*TASK REQUIREMENTS*.
1 – Answer these questions using the text on performativity and information.
(a) In information theory, how was information conceptualized?
(b) According to the quoted passage from Terranova, communication management today increasingly involves reducing all meaning to what?
(c) What does the last sentence say such an approach ignores?
2 – Duplicate the passage of the text on performativity and information from "Communication management today" to "minimum alterations. (57)".

*DOCUMENT TEXT*.
The systems emphasis of cybernetic thinking took its cue from information theory, and one can note parallels between performativity and the qualities ascribed to information within this field. Key to the development of information theory was the conceptualisation of information as quantity without semantic meaning, of interest solely in engineering or mathematical terms. Similarly, the issue with performativity is that it ignores the content of research, education, science and the arts, in favour of their ability to perform and produce results. As Terranova has argued, our culture has been dubbed informational not simply because of the vast morass of information we now live with, but also because the characteristic dynamics of information now impact upon all spheres of contemporary life. (7) In discussion around politics, business, education and other fields Terranova suggests:

Communication management today increasingly involves the reduction of all meaning to replicable information—that is, to a redundancy or frequency that can be successfully copied across varied communication milieus with minimum alterations. (57)

Legitimation through performativity can be seen as a natural result of the increasingly informational and networked quality of a post-industrial context. Perhaps the key problem for Lyotard is the assumption that knowledge can undergo a translation into something that suits systematisation, without in itself being changed irrevocably: that it is commensurable with the systems which use it in the production of power. It might be argued that the informational, performative emphasis within research and culture leads to a flattening out and instrumentalisation of socio-cultural processes, grounded in the smooth running of the system, rather than in meaning for it’s own sake. Such an approach ignores detail, grain, and interest – favouring the paths of least resistance.

*DATASET EXTRACT*.
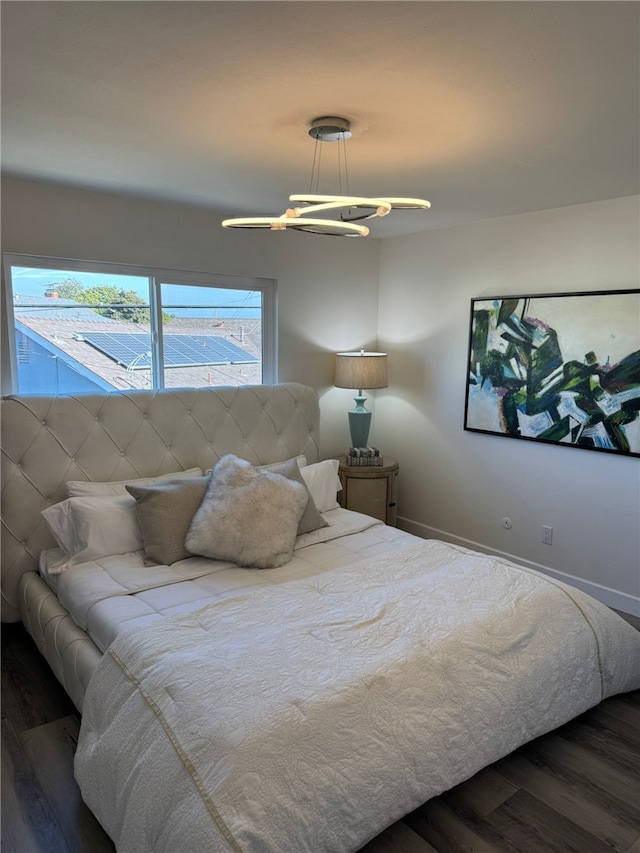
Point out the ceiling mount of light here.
[222,116,431,237]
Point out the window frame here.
[2,252,278,394]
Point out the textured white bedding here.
[76,540,640,853]
[40,509,421,652]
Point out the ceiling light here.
[222,116,431,237]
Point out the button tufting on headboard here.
[0,383,320,622]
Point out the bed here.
[1,383,640,853]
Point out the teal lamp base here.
[349,397,372,447]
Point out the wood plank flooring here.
[2,618,640,853]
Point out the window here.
[4,255,277,394]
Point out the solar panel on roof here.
[78,332,259,370]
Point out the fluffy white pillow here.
[67,468,202,498]
[185,454,309,569]
[300,459,342,512]
[42,492,143,565]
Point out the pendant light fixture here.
[222,116,431,237]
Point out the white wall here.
[2,178,379,456]
[376,197,640,614]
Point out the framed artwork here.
[464,289,640,456]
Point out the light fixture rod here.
[222,116,431,237]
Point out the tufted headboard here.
[0,383,320,622]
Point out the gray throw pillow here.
[125,477,209,566]
[185,454,308,569]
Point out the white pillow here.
[185,453,309,569]
[300,459,342,512]
[67,468,202,498]
[42,492,143,565]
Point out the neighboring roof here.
[15,308,262,390]
[13,294,113,323]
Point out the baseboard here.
[398,518,640,616]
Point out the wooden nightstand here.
[338,456,398,527]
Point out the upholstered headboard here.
[0,383,320,622]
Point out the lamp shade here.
[334,350,388,390]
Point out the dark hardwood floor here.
[2,623,640,853]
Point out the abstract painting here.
[464,289,640,456]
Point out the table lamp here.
[334,349,388,447]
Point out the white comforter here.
[76,541,640,853]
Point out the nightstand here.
[338,456,398,527]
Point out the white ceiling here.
[1,0,640,236]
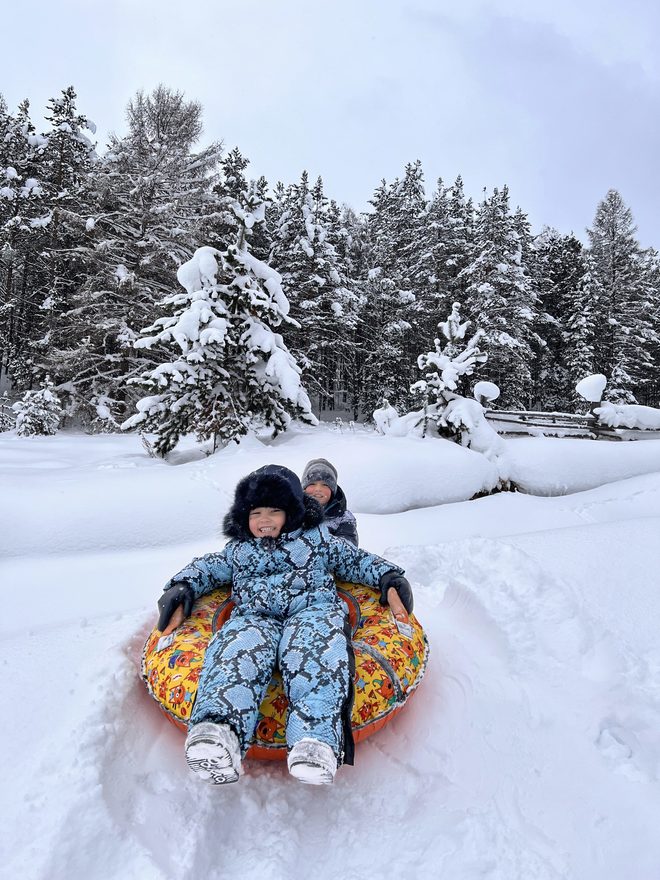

*LIST OF SOLUTIONS*.
1 –
(a) As quantity without semantic meaning, of interest solely in engineering or mathematical terms.
(b) Replicable information.
(c) Detail, grain, and interest.

2 –
Communication management today increasingly involves the reduction of all meaning to replicable information—that is, to a redundancy or frequency that can be successfully copied across varied communication milieus with minimum alterations. (57)